- What this task involves
From the data below, copy each line that contains the string "target".

- Data for processing
[Start of section]
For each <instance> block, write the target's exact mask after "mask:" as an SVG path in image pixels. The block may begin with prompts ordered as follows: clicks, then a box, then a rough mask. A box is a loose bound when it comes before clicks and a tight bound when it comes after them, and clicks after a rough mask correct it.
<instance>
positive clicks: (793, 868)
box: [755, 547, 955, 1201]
[End of section]
[Start of section]
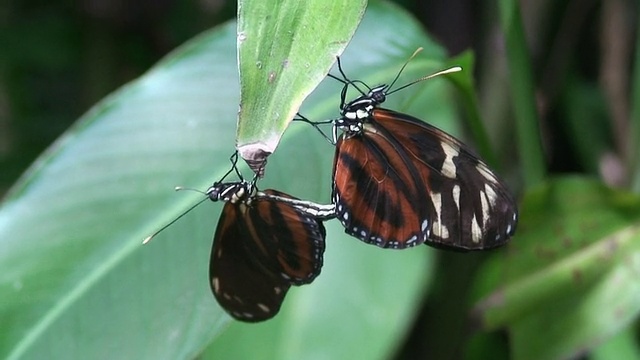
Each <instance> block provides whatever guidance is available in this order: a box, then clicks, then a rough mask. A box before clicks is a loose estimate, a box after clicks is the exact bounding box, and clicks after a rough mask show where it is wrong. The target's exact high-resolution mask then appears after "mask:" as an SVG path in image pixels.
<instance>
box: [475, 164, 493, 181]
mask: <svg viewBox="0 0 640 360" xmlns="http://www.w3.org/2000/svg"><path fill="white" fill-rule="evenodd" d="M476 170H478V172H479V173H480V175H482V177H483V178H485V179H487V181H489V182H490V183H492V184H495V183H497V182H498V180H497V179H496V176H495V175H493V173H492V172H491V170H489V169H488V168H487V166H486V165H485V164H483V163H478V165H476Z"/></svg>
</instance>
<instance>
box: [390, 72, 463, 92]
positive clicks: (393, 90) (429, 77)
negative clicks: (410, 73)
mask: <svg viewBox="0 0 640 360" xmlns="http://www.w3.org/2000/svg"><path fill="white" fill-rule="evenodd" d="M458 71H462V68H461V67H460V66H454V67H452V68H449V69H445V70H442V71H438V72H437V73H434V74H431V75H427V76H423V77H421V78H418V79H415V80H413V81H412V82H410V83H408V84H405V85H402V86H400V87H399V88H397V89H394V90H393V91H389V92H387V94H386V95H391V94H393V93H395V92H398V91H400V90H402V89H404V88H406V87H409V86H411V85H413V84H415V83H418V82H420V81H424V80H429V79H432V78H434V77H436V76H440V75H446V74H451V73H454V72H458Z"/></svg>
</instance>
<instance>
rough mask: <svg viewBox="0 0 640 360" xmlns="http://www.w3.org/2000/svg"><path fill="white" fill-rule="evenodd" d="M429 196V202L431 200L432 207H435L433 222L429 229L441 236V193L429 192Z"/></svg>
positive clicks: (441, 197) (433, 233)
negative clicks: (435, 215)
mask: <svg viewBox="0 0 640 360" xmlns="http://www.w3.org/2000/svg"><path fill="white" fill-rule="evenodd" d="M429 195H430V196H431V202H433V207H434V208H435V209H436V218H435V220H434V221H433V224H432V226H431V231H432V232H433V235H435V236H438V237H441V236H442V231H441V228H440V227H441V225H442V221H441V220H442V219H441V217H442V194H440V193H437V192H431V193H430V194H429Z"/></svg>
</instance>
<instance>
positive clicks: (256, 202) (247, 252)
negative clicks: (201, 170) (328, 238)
[End of section]
- Expected answer
For each <instance> block, write the target's exact mask after "mask:" as an SVG path in image pixels. The block may begin with prompts ordered as follows: clicks, then a box, then a rough mask. A box is a loose bound when it comes before clicks and a tight bound when it comes after them, and clicks after a rough mask correct it.
Each <instance> block provides whatever guidance is available in this order: a box, then clicks, then a rough mask. A box before clicks is a loose estimate, a box after clicks is the exact bounding box, and clicks after a rough mask show where it is wrong. The target's exact high-resolution mask then appears after "mask:" as an SVG path in image pixels.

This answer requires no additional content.